Okay, real talk: I’ve always loved the TV show Industry because it offers power dynamics in the most deliciously uncomfortable way. Who gets to talk over everyone else and Who has to smile and soften the edges so the big boys stay pristine? And yeah, the show has never pretended money is some neutral spreadsheet thing, it’s loaded with gender, class, ego and straight-up who gets to hold the reins.
Season 4 Episode 1 (“Tender,” or as HBO cheekily calls it, “PayPal of Bukkake”) finally stops teasing and just goes there. The fancy banking facade is gone. What’s left? The raw plumbing underneath.
What used to be a soul-crushing grad scheme has turned into something way colder, more honest. By the end of Season 3, the bank was in pieces and Harper Stern had officially stopped begging for anyone’s gold star. Season 4 doesn’t try to rebuild the old world, it shows you what’s rushing in to replace it: fintech payments, platforms, politics, reputation scrubbing. That’s the new engine room, baby.
Enter Tender and Siren, the awkward power couple nobody wants to admit is running the show. Tender is the payments processor desperately chasing that “respectable” glow-up: licenses, politicians, nice headlines. Meanwhile, right next door in the same ecosystem is Siren, the OnlyFans-style creator platform quietly printing money with adult content micro-transactions, repeat customers, killer margins, and that permanent low-key cringe factor.

**Task instructions**
**A)** According to the Industry review, what kind of platform is Siren?
**B)** Transcribe the Industry review from "What used to" to "engine room, baby.".
**C)** Go on writing the Industry review from its last sentence.
The rows have nothing to do with what comes next.

**Dataset records**
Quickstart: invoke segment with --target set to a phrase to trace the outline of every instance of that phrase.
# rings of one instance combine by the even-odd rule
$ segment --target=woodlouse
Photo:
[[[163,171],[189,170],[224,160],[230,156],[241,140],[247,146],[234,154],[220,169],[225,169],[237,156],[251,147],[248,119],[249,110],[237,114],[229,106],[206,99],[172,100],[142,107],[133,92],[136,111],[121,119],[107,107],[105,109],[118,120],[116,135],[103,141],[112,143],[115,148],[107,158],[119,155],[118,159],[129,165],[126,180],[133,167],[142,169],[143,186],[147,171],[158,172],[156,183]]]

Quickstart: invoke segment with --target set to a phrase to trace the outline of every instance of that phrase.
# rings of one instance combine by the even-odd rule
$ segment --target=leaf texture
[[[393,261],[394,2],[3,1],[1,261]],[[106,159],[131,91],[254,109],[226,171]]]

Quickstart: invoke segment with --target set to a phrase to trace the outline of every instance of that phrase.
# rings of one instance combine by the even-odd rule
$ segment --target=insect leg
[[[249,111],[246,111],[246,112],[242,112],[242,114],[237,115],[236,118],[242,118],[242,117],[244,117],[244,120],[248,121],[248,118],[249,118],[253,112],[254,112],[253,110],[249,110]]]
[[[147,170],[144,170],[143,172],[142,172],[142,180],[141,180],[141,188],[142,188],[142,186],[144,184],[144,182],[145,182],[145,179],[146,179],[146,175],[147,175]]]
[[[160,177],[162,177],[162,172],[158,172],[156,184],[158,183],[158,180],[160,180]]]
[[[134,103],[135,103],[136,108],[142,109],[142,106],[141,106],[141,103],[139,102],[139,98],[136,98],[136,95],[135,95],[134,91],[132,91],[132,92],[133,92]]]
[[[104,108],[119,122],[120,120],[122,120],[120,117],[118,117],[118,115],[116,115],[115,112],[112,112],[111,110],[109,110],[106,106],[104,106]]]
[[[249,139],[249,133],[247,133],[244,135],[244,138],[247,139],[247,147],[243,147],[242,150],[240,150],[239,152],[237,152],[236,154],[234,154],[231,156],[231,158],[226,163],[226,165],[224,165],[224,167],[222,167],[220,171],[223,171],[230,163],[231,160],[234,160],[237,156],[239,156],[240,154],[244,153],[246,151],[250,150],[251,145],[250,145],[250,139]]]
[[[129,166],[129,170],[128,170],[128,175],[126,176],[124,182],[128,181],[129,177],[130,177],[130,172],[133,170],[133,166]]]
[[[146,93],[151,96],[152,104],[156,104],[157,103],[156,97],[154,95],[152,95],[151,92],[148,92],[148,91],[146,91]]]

**Results in order**
**A)** Siren is an OnlyFans-style creator platform.

**B)**
What used to be a soul-crushing grad scheme has turned into something way colder, more honest. By the end of Season 3, the bank was in pieces and Harper Stern had officially stopped begging for anyone’s gold star. Season 4 doesn’t try to rebuild the old world, it shows you what’s rushing in to replace it: fintech payments, platforms, politics, reputation scrubbing. That’s the new engine room, baby.

**C)**
The episode knows its stuff. Female-fronted, female-laboured, male-funded, then quietly disowned when the pitch deck comes out. Tender wants to be the good boy. Siren proves that dirty money is already respectable money, just nobody wants to lead with it on slide one.
Hence the glorious alternate title: “PayPal of Bukkake.” It calls out the adult-payments infrastructure everyone secretly depends on and nobody wants to explain at family dinner.
And then there’s Harper Stern pegging a banker. Yeah, we’re going there. Look, pegging is already a cultural “power flip” moment, but Industry makes it cleaner and meaner. No romance, no teasing, no “let’s explore feelings.” Harper isn’t discovering her sexuality, she’s literally pricing access to power. The banker wants to be close to it; she delivers in the most direct, no-BS way possible. The scene isn’t sexy in a traditional way. It’s transactional and completely indifferent to anyone’s ego or dignity. Just like every other deal in this episode. If you’re wondering what the pegging scene “means,” that’s it: sex operates exactly like money here. Cold. Effective. No apologies.

In a nutshell – Tender’s rebrand dreams, Siren’s unignorable cash flow, Harper’s unfiltered dominance, lands in the same brutal truth: Women create the value. Men handle the PR spin. Institutions pocket the fee. Everyone wants the profits; nobody wants their name on the receipt.
That’s why the journalist sniffing around matters. This season isn’t about bad trades anymore, it’s about what happens when the story slips the leash.
The party scene is pure feminine power and is executed flawlessly. Yasmin finally clocks what the guys still don’t: You don’t have to scream to own the room. Clean hands, filthy economics, total control. Iconic.
I don’t need a corner office. Just a chair, a red pen, and the chance to yell “YES, THAT’S EXACTLY HOW IT WORKS” every few episodes.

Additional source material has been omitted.